-- start --
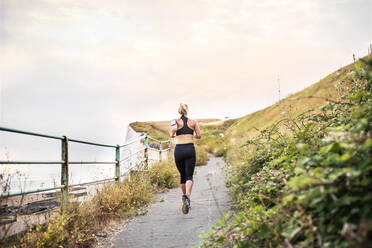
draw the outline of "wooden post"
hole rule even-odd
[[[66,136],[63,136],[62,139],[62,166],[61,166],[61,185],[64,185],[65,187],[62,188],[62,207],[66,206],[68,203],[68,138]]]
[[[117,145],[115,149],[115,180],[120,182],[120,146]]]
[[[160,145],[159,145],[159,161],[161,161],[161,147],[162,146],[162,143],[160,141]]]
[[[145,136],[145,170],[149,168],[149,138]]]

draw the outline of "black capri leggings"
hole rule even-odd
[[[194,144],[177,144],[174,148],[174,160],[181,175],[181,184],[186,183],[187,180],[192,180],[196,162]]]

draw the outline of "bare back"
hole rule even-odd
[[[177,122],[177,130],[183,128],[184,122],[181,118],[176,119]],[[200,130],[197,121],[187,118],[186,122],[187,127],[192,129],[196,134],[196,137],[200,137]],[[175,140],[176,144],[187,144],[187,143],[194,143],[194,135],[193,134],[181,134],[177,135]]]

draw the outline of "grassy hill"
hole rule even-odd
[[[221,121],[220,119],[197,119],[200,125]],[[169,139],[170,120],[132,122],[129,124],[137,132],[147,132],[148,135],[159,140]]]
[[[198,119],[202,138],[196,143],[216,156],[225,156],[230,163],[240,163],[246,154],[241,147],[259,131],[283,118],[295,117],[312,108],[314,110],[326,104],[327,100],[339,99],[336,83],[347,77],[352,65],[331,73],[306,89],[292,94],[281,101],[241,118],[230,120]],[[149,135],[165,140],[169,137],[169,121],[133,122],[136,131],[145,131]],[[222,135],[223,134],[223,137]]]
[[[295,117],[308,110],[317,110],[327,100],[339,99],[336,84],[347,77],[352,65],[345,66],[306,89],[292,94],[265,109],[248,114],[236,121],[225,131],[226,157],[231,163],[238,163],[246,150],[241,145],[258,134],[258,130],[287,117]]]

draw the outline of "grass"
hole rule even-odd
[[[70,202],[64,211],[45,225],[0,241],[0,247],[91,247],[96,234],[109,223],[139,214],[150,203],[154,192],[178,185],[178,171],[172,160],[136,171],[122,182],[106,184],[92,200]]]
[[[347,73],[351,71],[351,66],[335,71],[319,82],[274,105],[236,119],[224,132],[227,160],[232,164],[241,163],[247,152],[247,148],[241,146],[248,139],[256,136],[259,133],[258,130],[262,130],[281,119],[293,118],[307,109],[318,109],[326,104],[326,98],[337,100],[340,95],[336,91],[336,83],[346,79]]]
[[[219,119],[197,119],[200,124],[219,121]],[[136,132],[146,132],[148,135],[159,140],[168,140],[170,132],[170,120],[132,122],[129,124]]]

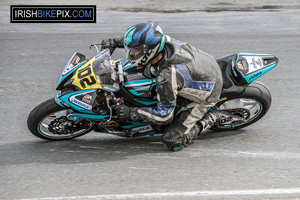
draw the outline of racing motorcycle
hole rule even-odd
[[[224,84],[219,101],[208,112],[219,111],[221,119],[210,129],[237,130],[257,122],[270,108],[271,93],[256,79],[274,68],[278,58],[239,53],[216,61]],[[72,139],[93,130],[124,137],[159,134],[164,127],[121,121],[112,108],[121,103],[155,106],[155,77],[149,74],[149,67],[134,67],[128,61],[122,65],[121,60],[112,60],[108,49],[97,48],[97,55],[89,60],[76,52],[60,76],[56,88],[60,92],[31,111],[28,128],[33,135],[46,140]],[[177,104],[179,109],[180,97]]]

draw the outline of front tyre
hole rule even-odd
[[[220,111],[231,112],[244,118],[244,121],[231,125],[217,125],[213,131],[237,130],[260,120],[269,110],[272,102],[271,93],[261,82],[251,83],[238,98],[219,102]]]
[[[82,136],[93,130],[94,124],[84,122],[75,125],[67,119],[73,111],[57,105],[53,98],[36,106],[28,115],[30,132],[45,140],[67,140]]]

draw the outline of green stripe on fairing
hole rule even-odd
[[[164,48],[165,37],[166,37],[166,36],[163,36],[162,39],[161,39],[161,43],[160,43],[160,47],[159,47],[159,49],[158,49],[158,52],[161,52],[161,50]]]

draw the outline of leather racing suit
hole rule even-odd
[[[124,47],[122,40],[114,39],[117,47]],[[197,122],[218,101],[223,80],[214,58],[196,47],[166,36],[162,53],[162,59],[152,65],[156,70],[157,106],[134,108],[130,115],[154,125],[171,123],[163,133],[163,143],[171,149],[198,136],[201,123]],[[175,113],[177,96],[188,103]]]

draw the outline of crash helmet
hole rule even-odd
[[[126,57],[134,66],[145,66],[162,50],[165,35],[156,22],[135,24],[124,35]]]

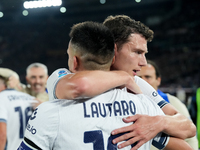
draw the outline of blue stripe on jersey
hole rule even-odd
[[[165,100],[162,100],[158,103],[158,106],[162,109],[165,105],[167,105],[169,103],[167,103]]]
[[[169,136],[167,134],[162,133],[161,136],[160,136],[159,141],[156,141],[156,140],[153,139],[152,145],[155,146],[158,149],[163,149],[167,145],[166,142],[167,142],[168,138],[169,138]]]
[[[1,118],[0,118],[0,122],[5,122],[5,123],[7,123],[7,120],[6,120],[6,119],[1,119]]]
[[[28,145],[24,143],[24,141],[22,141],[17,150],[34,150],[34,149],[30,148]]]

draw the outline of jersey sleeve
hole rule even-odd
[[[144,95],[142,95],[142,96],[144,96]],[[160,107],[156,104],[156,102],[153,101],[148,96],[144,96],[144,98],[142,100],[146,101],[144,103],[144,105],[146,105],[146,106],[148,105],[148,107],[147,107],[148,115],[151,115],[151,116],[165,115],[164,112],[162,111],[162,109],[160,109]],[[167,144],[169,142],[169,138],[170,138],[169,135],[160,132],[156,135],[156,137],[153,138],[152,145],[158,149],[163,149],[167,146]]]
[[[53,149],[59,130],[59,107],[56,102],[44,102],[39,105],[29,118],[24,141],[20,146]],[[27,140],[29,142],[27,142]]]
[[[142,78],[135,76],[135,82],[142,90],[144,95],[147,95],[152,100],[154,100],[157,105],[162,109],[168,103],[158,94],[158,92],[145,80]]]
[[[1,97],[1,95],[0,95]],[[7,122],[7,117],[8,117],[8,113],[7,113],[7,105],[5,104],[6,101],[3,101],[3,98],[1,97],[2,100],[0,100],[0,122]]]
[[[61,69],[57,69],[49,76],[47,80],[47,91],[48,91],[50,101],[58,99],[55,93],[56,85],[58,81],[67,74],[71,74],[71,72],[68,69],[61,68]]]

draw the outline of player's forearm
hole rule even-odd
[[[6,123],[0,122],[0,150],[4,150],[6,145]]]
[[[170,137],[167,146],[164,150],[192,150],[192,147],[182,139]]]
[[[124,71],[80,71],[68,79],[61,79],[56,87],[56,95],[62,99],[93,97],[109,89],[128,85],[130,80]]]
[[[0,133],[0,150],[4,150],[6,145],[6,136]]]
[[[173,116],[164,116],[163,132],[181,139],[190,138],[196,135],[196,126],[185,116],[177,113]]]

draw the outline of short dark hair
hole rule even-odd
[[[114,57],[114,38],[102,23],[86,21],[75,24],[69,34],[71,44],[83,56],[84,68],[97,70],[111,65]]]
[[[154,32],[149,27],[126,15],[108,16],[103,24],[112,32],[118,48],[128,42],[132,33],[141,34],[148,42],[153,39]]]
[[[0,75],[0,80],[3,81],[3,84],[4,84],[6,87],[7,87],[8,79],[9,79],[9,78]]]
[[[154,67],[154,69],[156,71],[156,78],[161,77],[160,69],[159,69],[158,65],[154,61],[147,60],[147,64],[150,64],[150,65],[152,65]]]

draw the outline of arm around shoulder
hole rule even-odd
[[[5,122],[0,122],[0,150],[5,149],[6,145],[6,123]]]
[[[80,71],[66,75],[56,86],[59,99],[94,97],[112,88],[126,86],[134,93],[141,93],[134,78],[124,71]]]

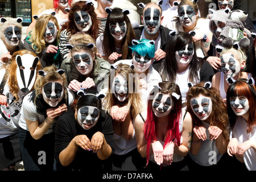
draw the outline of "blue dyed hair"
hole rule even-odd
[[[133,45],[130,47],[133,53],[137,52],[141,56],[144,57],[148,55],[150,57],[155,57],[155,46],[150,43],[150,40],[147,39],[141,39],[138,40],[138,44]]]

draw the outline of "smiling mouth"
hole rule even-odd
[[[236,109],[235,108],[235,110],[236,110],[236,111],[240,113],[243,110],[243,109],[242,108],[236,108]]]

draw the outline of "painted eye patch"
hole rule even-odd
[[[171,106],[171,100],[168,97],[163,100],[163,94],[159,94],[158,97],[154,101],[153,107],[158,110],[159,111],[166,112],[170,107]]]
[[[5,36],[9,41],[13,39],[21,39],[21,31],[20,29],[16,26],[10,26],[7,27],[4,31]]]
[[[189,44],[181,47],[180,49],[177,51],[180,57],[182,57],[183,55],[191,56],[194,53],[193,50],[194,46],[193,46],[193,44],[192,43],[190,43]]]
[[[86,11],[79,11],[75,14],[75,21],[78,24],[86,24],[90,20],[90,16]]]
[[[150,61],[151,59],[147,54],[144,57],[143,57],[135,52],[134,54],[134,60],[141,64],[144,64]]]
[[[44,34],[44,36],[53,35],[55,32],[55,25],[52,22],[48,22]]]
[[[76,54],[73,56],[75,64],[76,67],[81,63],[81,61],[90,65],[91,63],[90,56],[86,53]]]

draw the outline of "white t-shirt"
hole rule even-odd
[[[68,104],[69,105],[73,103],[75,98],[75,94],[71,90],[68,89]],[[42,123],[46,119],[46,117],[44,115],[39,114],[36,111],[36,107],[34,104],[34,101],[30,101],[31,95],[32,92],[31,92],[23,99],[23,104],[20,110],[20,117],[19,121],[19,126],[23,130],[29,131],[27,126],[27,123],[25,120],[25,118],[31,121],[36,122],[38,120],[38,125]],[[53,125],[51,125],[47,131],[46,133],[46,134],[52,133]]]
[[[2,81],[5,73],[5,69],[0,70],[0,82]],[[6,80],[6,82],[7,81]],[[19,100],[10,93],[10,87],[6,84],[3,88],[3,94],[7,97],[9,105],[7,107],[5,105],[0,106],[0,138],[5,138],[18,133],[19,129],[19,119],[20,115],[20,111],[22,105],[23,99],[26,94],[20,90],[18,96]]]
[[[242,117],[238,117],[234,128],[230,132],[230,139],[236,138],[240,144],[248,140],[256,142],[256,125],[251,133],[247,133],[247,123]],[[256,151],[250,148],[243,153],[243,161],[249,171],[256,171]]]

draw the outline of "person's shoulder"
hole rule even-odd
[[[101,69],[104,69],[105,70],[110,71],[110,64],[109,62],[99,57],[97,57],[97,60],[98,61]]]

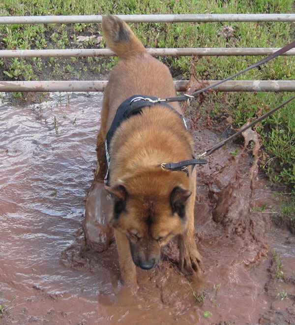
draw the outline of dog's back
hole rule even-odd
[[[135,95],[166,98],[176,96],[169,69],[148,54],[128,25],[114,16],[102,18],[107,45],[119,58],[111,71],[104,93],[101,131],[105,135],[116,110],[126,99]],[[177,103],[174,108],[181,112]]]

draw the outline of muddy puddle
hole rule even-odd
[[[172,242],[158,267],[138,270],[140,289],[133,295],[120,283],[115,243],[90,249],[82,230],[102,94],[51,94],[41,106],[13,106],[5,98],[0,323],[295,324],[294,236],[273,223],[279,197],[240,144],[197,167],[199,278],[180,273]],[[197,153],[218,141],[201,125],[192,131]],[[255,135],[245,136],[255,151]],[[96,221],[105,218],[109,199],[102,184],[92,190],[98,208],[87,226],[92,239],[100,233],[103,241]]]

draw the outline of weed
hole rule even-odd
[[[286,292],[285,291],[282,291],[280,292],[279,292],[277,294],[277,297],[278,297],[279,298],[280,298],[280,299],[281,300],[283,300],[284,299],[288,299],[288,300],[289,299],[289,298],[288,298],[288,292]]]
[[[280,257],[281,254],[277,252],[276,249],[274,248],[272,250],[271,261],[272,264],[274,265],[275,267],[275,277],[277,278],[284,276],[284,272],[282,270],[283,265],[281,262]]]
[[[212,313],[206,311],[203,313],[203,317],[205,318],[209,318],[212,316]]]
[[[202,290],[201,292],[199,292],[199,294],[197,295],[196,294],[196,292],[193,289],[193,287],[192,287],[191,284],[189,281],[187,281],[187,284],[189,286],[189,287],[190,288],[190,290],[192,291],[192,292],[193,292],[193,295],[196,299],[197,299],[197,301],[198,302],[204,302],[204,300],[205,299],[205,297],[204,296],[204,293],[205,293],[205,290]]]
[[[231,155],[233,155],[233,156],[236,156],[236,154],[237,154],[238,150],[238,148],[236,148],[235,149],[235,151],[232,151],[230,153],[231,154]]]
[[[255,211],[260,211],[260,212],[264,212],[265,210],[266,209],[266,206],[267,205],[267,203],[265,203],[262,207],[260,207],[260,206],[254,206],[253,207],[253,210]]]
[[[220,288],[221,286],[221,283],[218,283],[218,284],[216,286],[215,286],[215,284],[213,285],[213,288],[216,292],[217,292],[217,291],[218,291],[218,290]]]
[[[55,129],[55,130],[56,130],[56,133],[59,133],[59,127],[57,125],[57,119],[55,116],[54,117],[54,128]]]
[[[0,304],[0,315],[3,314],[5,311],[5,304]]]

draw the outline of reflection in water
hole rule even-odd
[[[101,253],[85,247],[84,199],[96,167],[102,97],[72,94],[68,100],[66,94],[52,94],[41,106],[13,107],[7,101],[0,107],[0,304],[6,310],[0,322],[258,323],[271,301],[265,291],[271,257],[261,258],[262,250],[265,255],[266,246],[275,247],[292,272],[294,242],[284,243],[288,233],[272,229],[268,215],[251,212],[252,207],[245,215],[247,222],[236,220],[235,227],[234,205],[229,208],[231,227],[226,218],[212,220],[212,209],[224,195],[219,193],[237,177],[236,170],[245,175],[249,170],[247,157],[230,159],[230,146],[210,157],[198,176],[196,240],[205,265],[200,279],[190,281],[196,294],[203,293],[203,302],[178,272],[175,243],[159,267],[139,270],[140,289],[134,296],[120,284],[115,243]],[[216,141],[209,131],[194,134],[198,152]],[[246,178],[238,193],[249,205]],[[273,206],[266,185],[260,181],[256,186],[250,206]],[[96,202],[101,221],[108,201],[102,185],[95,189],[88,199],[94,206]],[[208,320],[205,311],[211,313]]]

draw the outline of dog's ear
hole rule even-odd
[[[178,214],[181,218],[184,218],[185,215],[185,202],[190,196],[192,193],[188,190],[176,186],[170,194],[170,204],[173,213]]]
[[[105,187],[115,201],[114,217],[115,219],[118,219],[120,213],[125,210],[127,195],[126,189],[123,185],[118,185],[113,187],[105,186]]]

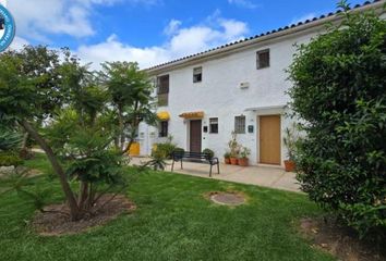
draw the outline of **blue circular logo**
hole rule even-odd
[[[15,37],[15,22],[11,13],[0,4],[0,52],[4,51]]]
-- end --
OBJECTIVE
Locate "draw the outline of dog's ear" in the listing above, then print exactly the lines from that line through the final one, omitting all pictures.

SOLUTION TO THIS EXERCISE
draw the outline of dog's ear
hole rule even-odd
[[[178,214],[181,218],[184,218],[185,215],[185,202],[190,196],[192,193],[188,190],[176,186],[170,194],[170,204],[173,213]]]
[[[105,187],[115,201],[114,217],[115,219],[118,219],[120,213],[125,210],[127,195],[126,189],[123,185],[118,185],[113,187],[105,186]]]

draw the outline of **blue circular logo**
hole rule even-odd
[[[15,37],[15,22],[11,13],[0,4],[0,52],[4,51]]]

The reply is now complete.